— Start Passage to read —
- SR 260 highlighted in red

Route information
- Auxiliary route of SR 26
- Maintained by WSDOT
- Length: 37.98 mi (61.12 km)
- Existed: 1964–present

Major junctions
- West end: SR 17 near Connell
- US 395 in Connell SR 21 in Kahlotus SR 263 in Kahlotus
- East end: SR 26 / SR 261 in Washtucna

Location
- Country: United States
- State: Washington
- Counties: Franklin, Adams

Highway system
- State highways in Washington; Interstate; US; State; Scenic; Pre-1964; 1964 renumbering; Former;
| ← SR 243 |  | → SR 261 |

= Washington State Route 260 =

State highway in Washington, United States

State Route 260 (SR 260) is a 37.98 mi state highway serving Franklin and Adams counties in the U.S. state of Washington. The highway begins at SR 17 west of Connell, and travels through the Washtucna Coulee to Kahlotus, forming the southern terminus of SR 21 and the northern terminus of SR 263, before a concurrency with SR 261 to SR 26 in Washtucna.

SR 260 had previously existed as a gravel road between Connell and Kahlotus in 1916 and was designated as Secondary State Highway 11A (SSH 11A) from Yakima to Connell and Secondary State Highway 11B (SSH 11B) from Connell to Washtucna in 1937. SSH 11A in the Connell area became an extension of SSH 11B in 1957, which in turn became SR 260 in the 1964 highway renumbering.
— End Passage to read —
▶ Required work
**A.** Decide whether each statement agrees with the article on State Route 260, answering yes or no and quoting the words of the article that settle it. (i) The highway is maintained by WSDOT. (ii) In 1916 the road between Connell and Kahlotus was paved. (iii) The highway begins at SR 26 west of Connell.
**B.** Summarize the article on State Route 260 in two sentences.
**C.** Pick up the article on State Route 260 from the point where it stops.
The records play no part in what follows.
— Start Data listing —
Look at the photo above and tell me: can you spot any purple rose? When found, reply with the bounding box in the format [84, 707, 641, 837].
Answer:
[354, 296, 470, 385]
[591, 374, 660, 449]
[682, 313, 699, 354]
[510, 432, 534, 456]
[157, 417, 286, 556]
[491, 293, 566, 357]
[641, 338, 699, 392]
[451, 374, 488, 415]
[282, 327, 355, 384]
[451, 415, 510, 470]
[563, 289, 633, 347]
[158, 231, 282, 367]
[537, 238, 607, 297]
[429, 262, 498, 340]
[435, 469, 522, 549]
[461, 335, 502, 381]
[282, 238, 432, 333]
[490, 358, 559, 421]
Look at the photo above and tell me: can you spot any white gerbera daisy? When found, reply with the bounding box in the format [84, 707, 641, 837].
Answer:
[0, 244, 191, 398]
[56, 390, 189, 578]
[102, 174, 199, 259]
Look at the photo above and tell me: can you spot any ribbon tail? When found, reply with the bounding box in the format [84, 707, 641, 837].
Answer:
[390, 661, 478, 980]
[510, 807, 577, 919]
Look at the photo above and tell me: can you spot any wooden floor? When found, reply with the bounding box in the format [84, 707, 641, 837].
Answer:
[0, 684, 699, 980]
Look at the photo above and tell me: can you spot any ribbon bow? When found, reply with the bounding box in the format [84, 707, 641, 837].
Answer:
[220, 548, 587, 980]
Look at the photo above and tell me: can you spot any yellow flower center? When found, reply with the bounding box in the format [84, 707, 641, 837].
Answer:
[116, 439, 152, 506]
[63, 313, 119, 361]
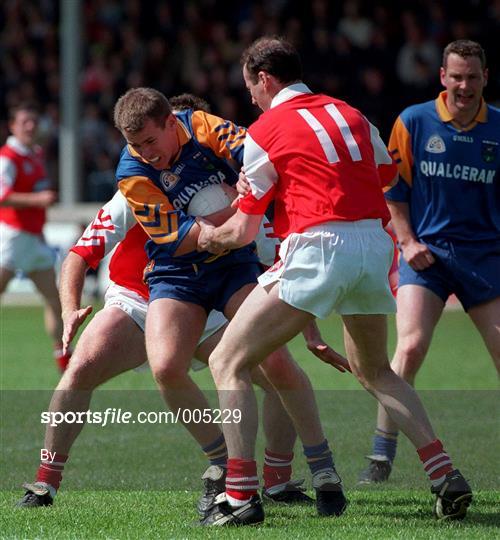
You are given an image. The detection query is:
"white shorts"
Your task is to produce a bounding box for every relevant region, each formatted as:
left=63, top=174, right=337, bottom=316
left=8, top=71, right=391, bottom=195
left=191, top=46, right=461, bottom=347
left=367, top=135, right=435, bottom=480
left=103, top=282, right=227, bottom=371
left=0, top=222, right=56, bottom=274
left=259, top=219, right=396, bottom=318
— End Data listing —
▶ Exercise responses
**A.**
(i) Yes: "Maintained by WSDOT"
(ii) No: "previously existed as a gravel road between Connell and Kahlotus in 1916"
(iii) No: "The highway begins at SR 17 west of Connell"

**B.** State Route 260 is a 37.98 mi state highway in Franklin and Adams counties, Washington, running from SR 17 west of Connell through the Washtucna Coulee and Kahlotus to SR 26 in Washtucna. It began as a gravel road between Connell and Kahlotus in 1916, was designated as secondary state highways in 1937, and became SR 260 in the 1964 highway renumbering.

**C.**
==Route description==

SR 260 begins at an intersection with SR 17 west of Connell in rural Franklin County. The highway travels east and turns southeast into Connell, traveling over a rail line owned by BNSF Railway and used on the Amtrak Empire Builder route between Pasco and Spokane. After intersecting U.S. Route 395 (US 395) in the busiest section of the entire route, a diamond interchange that received a daily average of 2,800 vehicles in 2011, the roadway continues east through the Washtucna Coulee and passes south of Sulphur Lake before entering Kahlotus. As SR 260 passes through Kahlotus, it forms the southern terminus of SR 21, going north towards Lind, and the northern terminus of SR 263, serving the Lower Monumental Dam. The road exits the city travelling east to Lake Kahlotus and Washtucna Lake, paralleling the Columbia Plateau Trail northeast to the beginning of a concurrency with SR 261. The two highways enter the Adams County city of Washtucna and become Main Street before an intersection with SR 26, where SR 260 ends and SR 261 continues to Ritzville.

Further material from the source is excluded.